**GOAL OF THE EXERCISE:**
Identify all lines in the data containing the string "component". Copy them out.

**RECORDS FOR THE EXERCISE:**
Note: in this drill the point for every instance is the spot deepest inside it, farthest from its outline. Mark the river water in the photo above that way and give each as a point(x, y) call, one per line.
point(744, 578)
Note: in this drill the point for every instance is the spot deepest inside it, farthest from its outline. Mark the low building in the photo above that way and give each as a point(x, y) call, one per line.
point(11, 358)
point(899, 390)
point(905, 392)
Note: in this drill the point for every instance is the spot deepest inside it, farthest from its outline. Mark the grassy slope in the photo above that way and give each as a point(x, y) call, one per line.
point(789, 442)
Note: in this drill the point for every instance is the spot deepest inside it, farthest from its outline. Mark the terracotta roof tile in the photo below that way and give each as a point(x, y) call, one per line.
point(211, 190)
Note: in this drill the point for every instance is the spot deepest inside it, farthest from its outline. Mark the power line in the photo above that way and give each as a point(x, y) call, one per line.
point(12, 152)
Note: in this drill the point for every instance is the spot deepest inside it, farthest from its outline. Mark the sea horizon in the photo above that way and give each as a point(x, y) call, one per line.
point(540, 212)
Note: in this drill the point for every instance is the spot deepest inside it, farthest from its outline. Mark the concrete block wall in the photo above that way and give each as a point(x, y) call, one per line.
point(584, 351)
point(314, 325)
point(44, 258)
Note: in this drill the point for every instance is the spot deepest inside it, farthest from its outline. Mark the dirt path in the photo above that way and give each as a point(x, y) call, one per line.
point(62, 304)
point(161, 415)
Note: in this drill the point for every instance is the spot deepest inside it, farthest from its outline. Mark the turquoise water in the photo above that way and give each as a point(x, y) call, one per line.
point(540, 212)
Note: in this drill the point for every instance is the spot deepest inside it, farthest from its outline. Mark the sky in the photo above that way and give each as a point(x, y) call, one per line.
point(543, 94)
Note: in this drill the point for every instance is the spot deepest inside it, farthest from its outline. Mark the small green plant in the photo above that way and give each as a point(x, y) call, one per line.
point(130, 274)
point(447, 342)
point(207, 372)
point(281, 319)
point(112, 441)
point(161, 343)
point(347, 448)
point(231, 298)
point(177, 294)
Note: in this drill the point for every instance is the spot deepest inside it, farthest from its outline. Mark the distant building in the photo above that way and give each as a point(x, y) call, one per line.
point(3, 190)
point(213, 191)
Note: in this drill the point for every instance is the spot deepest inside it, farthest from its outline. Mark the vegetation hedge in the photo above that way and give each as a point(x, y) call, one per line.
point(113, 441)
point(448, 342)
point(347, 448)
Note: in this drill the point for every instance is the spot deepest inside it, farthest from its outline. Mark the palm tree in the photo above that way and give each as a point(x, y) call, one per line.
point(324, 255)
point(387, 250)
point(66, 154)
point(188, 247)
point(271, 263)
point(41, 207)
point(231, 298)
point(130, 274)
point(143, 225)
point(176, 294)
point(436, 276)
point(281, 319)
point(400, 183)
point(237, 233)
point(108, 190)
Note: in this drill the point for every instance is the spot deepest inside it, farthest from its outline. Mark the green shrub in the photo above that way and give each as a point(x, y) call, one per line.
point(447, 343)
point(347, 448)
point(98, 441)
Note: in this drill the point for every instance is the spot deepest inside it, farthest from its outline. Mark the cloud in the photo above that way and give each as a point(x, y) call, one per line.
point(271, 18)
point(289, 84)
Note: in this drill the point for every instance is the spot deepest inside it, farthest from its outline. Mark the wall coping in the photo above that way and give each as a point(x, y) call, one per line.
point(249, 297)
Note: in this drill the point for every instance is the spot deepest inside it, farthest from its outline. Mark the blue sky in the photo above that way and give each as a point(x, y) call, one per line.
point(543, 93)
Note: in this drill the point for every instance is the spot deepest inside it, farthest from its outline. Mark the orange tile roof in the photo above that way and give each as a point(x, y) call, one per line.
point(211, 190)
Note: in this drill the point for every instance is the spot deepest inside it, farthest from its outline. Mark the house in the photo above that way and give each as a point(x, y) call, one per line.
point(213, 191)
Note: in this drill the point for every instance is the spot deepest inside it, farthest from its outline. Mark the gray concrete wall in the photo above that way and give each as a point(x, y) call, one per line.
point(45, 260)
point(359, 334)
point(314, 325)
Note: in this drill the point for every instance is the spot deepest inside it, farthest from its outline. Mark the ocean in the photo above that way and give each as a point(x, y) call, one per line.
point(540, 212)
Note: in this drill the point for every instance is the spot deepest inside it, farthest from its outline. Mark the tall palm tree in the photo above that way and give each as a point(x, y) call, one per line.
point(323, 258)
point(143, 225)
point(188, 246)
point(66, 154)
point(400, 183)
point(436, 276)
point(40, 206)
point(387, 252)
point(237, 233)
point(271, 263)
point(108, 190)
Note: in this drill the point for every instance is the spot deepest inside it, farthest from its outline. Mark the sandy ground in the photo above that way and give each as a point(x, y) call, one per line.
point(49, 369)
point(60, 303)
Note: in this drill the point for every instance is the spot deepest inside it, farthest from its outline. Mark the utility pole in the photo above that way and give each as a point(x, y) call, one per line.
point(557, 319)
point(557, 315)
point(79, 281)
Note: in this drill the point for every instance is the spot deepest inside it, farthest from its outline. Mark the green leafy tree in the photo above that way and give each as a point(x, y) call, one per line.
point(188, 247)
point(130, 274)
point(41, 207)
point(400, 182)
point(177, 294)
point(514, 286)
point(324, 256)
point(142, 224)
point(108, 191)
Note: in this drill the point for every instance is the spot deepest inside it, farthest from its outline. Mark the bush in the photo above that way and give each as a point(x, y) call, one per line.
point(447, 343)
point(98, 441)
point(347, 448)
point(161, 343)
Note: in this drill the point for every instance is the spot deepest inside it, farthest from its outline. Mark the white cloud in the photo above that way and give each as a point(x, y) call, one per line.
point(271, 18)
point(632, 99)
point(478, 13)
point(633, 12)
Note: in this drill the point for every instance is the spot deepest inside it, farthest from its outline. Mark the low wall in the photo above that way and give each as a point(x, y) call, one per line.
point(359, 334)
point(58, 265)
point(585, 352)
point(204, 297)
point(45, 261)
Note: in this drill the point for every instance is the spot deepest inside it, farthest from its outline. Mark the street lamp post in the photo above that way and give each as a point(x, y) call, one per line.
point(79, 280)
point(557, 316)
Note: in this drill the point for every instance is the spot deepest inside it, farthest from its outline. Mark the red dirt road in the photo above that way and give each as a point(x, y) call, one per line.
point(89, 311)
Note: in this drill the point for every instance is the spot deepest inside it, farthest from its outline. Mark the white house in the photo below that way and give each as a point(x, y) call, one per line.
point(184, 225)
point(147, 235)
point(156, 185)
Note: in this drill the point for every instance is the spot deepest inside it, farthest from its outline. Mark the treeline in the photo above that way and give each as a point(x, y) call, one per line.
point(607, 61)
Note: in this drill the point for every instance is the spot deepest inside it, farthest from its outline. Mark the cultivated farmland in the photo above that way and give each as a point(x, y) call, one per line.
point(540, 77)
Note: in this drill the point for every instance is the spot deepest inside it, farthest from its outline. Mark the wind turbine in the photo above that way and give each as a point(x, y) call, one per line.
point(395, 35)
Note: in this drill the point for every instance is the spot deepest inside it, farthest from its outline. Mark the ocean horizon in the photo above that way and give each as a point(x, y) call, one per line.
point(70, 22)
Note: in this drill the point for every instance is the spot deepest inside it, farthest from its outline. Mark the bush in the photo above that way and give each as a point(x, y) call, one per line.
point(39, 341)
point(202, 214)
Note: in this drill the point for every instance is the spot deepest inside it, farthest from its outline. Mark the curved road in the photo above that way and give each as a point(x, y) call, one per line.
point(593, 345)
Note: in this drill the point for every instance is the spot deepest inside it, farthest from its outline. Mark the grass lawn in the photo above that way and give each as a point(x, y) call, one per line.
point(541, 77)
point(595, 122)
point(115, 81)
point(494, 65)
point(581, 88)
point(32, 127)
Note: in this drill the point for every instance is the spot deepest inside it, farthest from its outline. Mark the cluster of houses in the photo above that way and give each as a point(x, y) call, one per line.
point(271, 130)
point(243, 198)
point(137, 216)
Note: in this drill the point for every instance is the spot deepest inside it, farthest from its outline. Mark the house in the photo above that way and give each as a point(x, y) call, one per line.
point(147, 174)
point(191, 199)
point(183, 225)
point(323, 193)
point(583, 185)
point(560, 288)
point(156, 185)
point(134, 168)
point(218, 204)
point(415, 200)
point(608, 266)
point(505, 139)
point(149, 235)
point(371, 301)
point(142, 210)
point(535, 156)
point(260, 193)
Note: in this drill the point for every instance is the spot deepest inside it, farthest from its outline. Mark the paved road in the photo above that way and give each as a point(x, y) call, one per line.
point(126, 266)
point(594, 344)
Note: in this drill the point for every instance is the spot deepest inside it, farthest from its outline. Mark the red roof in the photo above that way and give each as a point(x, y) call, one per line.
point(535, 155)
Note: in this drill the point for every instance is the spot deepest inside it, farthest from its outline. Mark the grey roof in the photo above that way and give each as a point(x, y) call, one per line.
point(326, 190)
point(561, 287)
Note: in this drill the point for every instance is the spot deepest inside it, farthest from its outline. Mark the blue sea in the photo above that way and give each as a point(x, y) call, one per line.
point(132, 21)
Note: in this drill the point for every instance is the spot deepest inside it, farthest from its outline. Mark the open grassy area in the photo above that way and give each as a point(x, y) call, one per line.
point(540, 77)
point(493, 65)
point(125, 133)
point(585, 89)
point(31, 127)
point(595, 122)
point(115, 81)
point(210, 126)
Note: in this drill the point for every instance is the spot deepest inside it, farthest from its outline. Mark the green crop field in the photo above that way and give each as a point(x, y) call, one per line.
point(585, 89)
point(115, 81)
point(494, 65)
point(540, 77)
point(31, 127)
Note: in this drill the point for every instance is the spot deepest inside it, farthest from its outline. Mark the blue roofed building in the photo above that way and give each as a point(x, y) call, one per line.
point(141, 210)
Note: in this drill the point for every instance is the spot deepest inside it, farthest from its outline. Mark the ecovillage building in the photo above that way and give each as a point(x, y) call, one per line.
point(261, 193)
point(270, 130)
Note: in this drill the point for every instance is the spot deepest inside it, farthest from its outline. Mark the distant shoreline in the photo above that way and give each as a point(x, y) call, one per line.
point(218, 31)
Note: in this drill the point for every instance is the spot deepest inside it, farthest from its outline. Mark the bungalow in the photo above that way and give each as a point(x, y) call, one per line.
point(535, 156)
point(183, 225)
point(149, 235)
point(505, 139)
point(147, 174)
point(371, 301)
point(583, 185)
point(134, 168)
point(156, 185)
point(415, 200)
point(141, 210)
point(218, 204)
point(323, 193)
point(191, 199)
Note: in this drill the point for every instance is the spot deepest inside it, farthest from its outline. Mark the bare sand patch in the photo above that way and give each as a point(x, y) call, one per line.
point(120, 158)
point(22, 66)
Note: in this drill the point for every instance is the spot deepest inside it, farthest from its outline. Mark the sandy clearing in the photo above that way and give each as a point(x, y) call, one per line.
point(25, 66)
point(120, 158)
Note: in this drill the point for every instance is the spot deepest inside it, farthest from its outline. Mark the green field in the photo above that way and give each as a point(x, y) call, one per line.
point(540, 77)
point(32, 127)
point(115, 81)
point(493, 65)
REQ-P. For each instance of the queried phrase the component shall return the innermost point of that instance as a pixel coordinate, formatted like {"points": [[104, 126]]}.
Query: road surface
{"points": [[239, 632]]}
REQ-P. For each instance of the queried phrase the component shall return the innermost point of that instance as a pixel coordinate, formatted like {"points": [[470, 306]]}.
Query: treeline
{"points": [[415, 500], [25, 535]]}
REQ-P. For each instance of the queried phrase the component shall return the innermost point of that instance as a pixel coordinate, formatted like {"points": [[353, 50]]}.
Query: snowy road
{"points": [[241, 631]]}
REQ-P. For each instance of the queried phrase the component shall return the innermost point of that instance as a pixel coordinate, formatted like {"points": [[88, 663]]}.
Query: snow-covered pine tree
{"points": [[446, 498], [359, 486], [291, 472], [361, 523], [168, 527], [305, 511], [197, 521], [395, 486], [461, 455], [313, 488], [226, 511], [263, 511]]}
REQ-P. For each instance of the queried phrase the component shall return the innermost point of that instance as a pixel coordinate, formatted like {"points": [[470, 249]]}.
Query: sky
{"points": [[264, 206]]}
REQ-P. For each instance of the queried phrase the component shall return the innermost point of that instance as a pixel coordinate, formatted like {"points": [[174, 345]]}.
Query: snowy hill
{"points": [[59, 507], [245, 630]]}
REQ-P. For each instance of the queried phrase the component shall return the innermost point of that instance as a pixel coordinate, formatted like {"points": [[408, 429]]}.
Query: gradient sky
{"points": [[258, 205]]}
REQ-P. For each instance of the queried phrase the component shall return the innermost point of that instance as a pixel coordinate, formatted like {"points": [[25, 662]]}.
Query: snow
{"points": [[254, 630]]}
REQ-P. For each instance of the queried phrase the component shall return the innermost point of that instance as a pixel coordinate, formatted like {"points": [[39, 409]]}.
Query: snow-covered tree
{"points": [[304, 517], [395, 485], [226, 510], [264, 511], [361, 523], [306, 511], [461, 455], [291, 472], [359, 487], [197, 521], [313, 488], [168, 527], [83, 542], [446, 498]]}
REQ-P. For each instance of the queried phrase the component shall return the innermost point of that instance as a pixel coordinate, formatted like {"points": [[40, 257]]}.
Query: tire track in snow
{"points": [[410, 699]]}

**RESPONSE AREA:**
REQ-P. For each instance of the queried phrase the component shall return the innermost point of that instance as a pixel coordinate, formatted like {"points": [[104, 126]]}.
REQ-P. For each instance of the queried phrase the component shall return the innermost point of that instance as a pixel coordinate, formatted like {"points": [[470, 306]]}.
REQ-P. For each instance of the queried phrase the component shall return the innermost point of that instance as a pixel coordinate, formatted like {"points": [[353, 50]]}.
REQ-P. For each instance of the queried phrase the component shall return the innermost point of that instance as a pixel coordinate, formatted like {"points": [[88, 663]]}.
REQ-P. For each instance of the queried phrase the component shall return the innermost point of that instance as a pixel coordinate, formatted like {"points": [[470, 249]]}.
REQ-P. For each instance of the queried phrase the component shall return the innermost point of that instance as a pixel coordinate, formatted like {"points": [[174, 345]]}.
REQ-P. For each instance of the queried phrase the component shall return the innermost point of that instance as a pixel coordinate, formatted like {"points": [[408, 429]]}.
REQ-P. For each instance of the queried phrase the component shall return the innermost point of that instance as a pixel coordinate, formatted like {"points": [[25, 662]]}.
REQ-P. For each instance of the queried phrase the component shall return the innermost point of that instance as a pixel coordinate, formatted like {"points": [[39, 409]]}.
REQ-P. For each instance of the queried phrase the component shall return the innermost point of that instance as a pixel coordinate, formatted like {"points": [[40, 257]]}.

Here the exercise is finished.